To be done:
[A] Answer these questions from the Hawthorn Bancshares earnings report, one per line:
(i) What was net income for the quarter ended March 31, 2018?
(ii) What bonus was paid to each full-time staff member in the current quarter?
(iii) By how many basis points did the net interest margin decline from the prior year quarter?
[B] Duplicate the Hawthorn Bancshares earnings report from "Commenting on earnings" to "0.93% at 3/31/18.".
[C] Decide whether each statement agrees with the Hawthorn Bancshares earnings report. Answer yes or no, and quote the words that settle it.
(i) Non-interest expense for the current quarter was $10.3 million.
(ii) Net interest income was lower than in the prior year quarter.
(iii) Non-interest income for the current quarter was higher than in the prior year quarter.

Hawthorn Bancshares Inc. (NASDAQ:HWBK), today reported consolidated
financial results for the Company for the quarter ended March 31,
2018.
Net income for the current quarter was $2.1
million, or $0.36 per diluted common share, compared to a loss of
$2.4 million, or $0.41 per diluted common share, for the linked
quarter ended December 31, 2017 and net income of $2.1 million, or
$0.36 per diluted common share for the quarter ended March 31,
2017. Included in the prior linked quarter net loss was a
$4.1 million charge, or $0.70 per diluted common share, that
includes $3.1 million resulting from application of the Tax Cuts
and Jobs Act (the “Tax Act”) enacted in the fourth quarter of 2017,
and $1.0 million resulting from tax planning initiatives
implemented at year-end 2017.
The year-to-date annualized return on average
common equity for the current quarter was 9.32% and the annualized
return on average assets was 0.60% compared to 9.23% and 0.65%,
respectively, for the prior year quarter.
Commenting on earnings performance, Chairman
David T. Turner said, “Hawthorn reported solid earnings for the
current quarter with earnings per diluted common share of $0.36
equal to the prior year quarter. We continued to grow our
loan portfolio by increasing gross loans $15.9 million, or 1.5%,
from the prior linked quarter-end, $74.1 million, or 7.3%, from the
prior year quarter-end and they have increased $219 million, or
25.3%, since year-end 2015. This growth was accomplished
without a deterioration in credit quality as nonperforming loans to
total loans improved from 1.19% at 12/31/15 to 0.93% at 3/31/18.
Our current quarter net interest margin of 3.29% has been squeezed
during the recent rising interest rate environment although net
interest income increased $0.3 million over the prior year quarter.
Non-interest income of $2.3 million for the current quarter was
level with the prior linked quarter and slightly below the prior
year quarter. Non-interest expense of $10.3 million was $0.3
million higher than the prior linked quarter and $0.9 million
higher than the prior year quarter. The increase over the
prior year quarter includes an increase in salaries and benefits of
$0.6 million mostly due to bonuses of $1,000 for full-time staff
and $500 for part-time staff paid in the current quarter as a
result of the benefits accruing from the enactment of the Tax Act,
as well as increases in various other non-interest expenses.”
Net Interest Income
Net interest income for the quarter ended March
31, 2018 was $10.8 million compared to $10.9 million for the prior
linked quarter and $10.5 million for the prior year quarter. The
increase in net interest income from the prior year quarter was
primarily due to an increase in average loans of $80.9 million, or
8.2%. The net interest margin declined 12 basis points from the
prior linked quarter and 19 basis points from the prior year
quarter to 3.29% for the current quarter. These decreases are
primarily due to the cost of average interest bearing liabilities
increasing faster than the yield on average earning assets.
The majority of these increased funding costs has occurred in our
most stable funding base of total deposits which have grown on
average by $86.9 million, or 8.3%, from the prior year quarter.

Record set:
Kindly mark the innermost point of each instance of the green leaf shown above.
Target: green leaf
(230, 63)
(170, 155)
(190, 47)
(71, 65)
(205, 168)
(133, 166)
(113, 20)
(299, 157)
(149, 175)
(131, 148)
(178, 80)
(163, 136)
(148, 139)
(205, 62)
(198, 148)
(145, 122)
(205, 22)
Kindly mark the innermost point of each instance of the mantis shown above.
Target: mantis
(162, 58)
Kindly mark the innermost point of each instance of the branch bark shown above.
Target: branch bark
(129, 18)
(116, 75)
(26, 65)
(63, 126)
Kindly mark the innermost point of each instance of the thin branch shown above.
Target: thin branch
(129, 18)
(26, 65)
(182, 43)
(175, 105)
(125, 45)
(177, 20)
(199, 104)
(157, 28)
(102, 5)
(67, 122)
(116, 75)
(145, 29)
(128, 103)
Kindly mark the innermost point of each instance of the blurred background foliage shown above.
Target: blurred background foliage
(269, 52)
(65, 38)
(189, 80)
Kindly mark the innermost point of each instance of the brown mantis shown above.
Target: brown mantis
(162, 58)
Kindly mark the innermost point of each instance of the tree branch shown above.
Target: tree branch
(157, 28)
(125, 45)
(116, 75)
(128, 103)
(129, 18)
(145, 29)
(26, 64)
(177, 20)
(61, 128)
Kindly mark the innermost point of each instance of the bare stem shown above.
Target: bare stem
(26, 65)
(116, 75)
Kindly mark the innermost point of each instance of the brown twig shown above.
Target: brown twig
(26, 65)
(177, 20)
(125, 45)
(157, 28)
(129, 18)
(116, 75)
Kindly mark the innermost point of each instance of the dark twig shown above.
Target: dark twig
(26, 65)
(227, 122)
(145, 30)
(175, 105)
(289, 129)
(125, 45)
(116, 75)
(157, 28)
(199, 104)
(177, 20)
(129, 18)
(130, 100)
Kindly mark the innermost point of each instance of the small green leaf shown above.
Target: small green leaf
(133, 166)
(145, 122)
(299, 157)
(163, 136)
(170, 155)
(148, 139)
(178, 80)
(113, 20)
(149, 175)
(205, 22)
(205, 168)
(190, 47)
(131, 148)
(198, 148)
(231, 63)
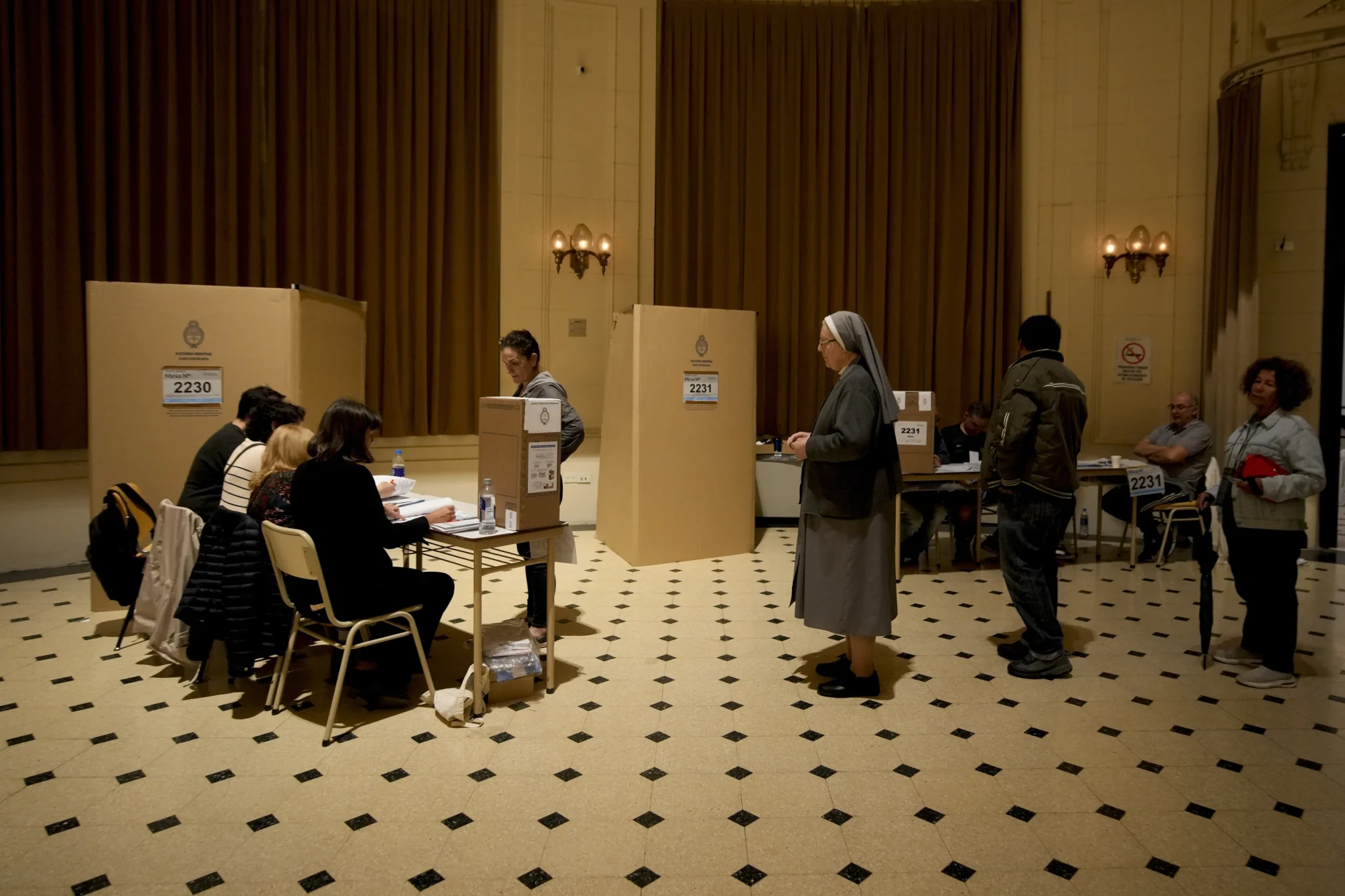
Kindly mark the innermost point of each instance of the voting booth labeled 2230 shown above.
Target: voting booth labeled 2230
(680, 436)
(169, 362)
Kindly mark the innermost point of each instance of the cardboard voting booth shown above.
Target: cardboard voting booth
(915, 429)
(678, 436)
(521, 456)
(169, 362)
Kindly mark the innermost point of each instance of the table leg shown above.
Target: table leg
(975, 543)
(1099, 522)
(478, 667)
(1134, 527)
(550, 616)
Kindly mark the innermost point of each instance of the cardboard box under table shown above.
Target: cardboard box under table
(167, 363)
(915, 429)
(521, 454)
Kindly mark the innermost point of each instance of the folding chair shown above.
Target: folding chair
(292, 553)
(1178, 512)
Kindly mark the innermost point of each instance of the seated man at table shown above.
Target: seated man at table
(963, 440)
(1183, 450)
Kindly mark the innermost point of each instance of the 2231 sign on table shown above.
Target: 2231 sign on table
(1145, 480)
(192, 386)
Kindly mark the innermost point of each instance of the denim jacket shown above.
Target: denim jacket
(1289, 441)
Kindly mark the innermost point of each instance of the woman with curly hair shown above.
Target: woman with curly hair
(1273, 464)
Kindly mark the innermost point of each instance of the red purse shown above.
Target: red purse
(1258, 467)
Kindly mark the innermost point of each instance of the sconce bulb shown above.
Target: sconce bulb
(1138, 240)
(581, 238)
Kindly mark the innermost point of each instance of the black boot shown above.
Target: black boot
(838, 668)
(850, 687)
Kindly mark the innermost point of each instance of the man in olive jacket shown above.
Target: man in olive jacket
(1032, 454)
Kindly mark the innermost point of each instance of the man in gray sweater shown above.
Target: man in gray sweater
(522, 358)
(1032, 453)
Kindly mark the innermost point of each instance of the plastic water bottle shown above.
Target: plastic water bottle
(486, 509)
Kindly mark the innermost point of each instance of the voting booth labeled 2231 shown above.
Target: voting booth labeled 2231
(680, 436)
(169, 362)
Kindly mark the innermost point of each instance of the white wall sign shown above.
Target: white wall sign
(1134, 359)
(194, 386)
(699, 387)
(912, 433)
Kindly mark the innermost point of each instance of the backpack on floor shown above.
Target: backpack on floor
(119, 542)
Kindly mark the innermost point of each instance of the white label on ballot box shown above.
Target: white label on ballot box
(194, 386)
(699, 387)
(912, 433)
(1145, 480)
(542, 416)
(544, 461)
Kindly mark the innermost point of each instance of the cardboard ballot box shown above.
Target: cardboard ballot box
(521, 454)
(915, 430)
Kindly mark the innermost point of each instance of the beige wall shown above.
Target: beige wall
(1118, 98)
(576, 148)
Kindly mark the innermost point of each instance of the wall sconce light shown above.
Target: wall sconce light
(1137, 249)
(580, 246)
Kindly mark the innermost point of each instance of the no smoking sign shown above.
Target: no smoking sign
(1134, 356)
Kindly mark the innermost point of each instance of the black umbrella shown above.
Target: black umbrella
(1207, 558)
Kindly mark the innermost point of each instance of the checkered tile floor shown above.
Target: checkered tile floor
(686, 752)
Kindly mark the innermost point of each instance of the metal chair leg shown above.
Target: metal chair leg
(275, 676)
(341, 681)
(277, 703)
(125, 624)
(420, 652)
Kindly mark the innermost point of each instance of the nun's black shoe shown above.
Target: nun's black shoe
(850, 687)
(838, 668)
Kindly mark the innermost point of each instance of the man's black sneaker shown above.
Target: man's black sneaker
(850, 687)
(1034, 667)
(838, 668)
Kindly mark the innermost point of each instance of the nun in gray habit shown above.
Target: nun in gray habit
(845, 574)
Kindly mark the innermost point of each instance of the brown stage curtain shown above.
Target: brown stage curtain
(821, 158)
(128, 151)
(386, 161)
(1232, 313)
(259, 142)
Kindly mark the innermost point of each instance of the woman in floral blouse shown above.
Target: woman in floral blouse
(286, 450)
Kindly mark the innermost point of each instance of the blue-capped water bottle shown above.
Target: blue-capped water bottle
(486, 509)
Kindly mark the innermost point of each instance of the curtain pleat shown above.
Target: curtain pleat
(824, 158)
(1232, 314)
(342, 144)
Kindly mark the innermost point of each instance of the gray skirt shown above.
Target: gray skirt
(845, 572)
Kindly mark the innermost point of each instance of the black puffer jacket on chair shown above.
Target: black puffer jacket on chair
(232, 595)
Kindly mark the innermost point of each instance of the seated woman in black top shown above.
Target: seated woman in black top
(337, 503)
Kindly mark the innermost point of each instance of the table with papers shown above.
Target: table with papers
(462, 544)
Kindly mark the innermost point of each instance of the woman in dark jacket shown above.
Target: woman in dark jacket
(337, 503)
(845, 568)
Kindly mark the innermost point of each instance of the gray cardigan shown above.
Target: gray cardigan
(572, 427)
(853, 469)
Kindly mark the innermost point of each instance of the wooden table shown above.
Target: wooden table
(489, 554)
(1099, 476)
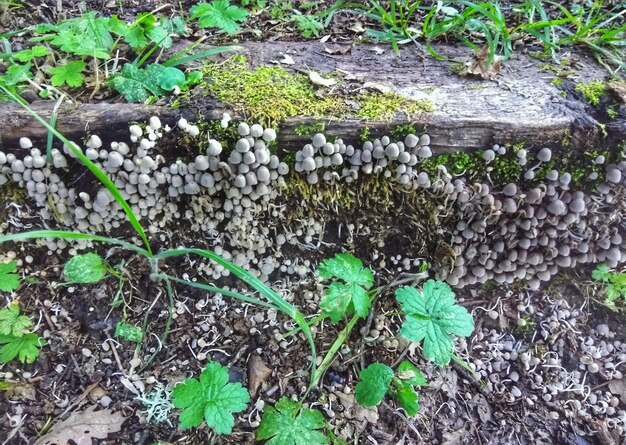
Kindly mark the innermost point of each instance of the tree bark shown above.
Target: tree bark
(520, 105)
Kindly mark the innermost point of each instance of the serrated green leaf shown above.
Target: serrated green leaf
(137, 84)
(25, 348)
(408, 399)
(409, 374)
(9, 281)
(432, 317)
(70, 74)
(219, 14)
(87, 268)
(348, 268)
(289, 424)
(374, 384)
(12, 323)
(171, 77)
(129, 332)
(212, 398)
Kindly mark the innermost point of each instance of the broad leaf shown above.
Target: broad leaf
(11, 322)
(374, 384)
(348, 268)
(87, 268)
(219, 14)
(137, 84)
(25, 348)
(212, 398)
(70, 74)
(349, 293)
(9, 281)
(433, 317)
(289, 424)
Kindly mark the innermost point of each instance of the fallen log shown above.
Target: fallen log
(520, 105)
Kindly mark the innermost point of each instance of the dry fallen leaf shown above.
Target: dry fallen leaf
(258, 372)
(380, 87)
(321, 81)
(82, 426)
(480, 67)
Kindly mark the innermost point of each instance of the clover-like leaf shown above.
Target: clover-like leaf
(86, 268)
(374, 384)
(25, 348)
(9, 280)
(219, 14)
(289, 424)
(433, 317)
(139, 84)
(70, 74)
(11, 322)
(350, 289)
(212, 398)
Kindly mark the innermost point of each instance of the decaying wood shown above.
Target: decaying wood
(521, 104)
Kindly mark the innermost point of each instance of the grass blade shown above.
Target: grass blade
(97, 172)
(245, 276)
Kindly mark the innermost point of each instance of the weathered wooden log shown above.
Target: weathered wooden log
(521, 104)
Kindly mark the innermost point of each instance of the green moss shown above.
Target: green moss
(269, 94)
(309, 129)
(592, 91)
(385, 106)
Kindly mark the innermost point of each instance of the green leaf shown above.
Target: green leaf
(338, 296)
(137, 84)
(212, 398)
(25, 348)
(432, 317)
(86, 35)
(87, 268)
(9, 281)
(171, 77)
(409, 374)
(12, 323)
(16, 74)
(70, 74)
(408, 399)
(601, 273)
(219, 14)
(348, 268)
(289, 424)
(27, 55)
(374, 384)
(129, 332)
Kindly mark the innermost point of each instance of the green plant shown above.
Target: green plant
(614, 282)
(348, 292)
(86, 268)
(14, 335)
(212, 398)
(378, 379)
(219, 14)
(9, 280)
(128, 332)
(155, 261)
(432, 317)
(289, 423)
(157, 403)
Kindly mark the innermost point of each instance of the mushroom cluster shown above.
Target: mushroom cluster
(336, 160)
(505, 233)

Final answers:
[A]
(i) $2.1 million, or $0.36 per diluted common share
(ii) $1,000
(iii) 19 basis points

[B]
Commenting on earnings performance, Chairman
David T. Turner said, “Hawthorn reported solid earnings for the
current quarter with earnings per diluted common share of $0.36
equal to the prior year quarter. We continued to grow our
loan portfolio by increasing gross loans $15.9 million, or 1.5%,
from the prior linked quarter-end, $74.1 million, or 7.3%, from the
prior year quarter-end and they have increased $219 million, or
25.3%, since year-end 2015. This growth was accomplished
without a deterioration in credit quality as nonperforming loans to
total loans improved from 1.19% at 12/31/15 to 0.93% at 3/31/18.

[C]
(i) Yes: "Non-interest expense of $10.3 million"
(ii) No: "net interest income increased $0.3 million over the prior year quarter"
(iii) No: "slightly below the prior year quarter"